Data supplied:
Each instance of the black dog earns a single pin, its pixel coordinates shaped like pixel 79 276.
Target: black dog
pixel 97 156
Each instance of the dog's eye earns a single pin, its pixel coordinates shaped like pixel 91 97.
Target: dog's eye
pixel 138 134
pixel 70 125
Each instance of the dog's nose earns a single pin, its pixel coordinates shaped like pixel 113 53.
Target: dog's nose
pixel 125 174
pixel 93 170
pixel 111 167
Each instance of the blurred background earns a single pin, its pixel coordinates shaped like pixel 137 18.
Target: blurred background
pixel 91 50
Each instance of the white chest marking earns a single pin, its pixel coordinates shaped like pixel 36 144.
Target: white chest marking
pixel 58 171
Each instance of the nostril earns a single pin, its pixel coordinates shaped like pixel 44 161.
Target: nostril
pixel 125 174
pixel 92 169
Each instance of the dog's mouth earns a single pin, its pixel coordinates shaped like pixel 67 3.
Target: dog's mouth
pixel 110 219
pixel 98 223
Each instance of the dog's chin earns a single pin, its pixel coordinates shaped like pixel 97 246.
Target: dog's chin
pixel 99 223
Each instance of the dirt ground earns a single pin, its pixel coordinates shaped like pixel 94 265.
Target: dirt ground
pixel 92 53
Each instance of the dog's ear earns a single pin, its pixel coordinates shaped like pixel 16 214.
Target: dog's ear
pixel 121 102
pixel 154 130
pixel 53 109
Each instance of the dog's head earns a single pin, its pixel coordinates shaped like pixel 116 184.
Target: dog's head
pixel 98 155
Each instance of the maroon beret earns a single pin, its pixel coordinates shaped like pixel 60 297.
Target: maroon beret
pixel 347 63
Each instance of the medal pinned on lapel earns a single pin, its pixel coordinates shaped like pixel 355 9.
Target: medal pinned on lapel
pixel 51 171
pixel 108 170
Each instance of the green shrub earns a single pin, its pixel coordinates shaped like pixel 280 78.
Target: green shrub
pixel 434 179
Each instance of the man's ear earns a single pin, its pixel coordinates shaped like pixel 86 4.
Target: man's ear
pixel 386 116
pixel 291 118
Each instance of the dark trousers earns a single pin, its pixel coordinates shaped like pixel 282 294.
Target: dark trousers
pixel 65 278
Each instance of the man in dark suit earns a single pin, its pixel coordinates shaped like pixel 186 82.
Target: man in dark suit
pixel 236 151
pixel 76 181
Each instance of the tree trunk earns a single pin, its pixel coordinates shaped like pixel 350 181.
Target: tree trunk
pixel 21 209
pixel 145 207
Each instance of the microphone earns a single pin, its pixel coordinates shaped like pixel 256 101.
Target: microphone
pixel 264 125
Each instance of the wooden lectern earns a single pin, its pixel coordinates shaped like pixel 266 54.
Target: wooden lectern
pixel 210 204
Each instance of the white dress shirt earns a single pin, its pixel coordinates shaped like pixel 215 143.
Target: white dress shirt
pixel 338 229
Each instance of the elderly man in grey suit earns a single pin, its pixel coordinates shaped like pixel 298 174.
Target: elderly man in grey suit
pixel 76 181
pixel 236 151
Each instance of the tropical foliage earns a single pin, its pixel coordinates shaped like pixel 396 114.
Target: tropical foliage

Task prompt: What belongs in the answer is the line with "Each instance of the tree" plus every later line of the listing, copied word for word and nothing besides.

Response area:
Each instance of the tree trunk earns a single pin, its pixel coordinates shaped like pixel 350 181.
Target: tree trunk
pixel 21 209
pixel 145 207
Each instance of the microphone earns a single pin, its pixel coordinates shaped like pixel 256 101.
Target: microphone
pixel 264 125
Each instance of the wooden lectern earns a single pin, its pixel coordinates shaped like pixel 266 54.
Target: wooden lectern
pixel 210 204
Each instance of the white dress shirt earns a single pin, its pixel coordinates shaped like pixel 215 143.
Target: white dress shirt
pixel 338 229
Each instance of the elderly man in grey suit earns a single pin, its pixel coordinates shaped like pixel 298 174.
Target: elderly man in grey suit
pixel 76 181
pixel 236 151
Each instance of the tropical foliage earns a single pin, its pixel coordinates shaped like pixel 396 114.
Target: tropical foliage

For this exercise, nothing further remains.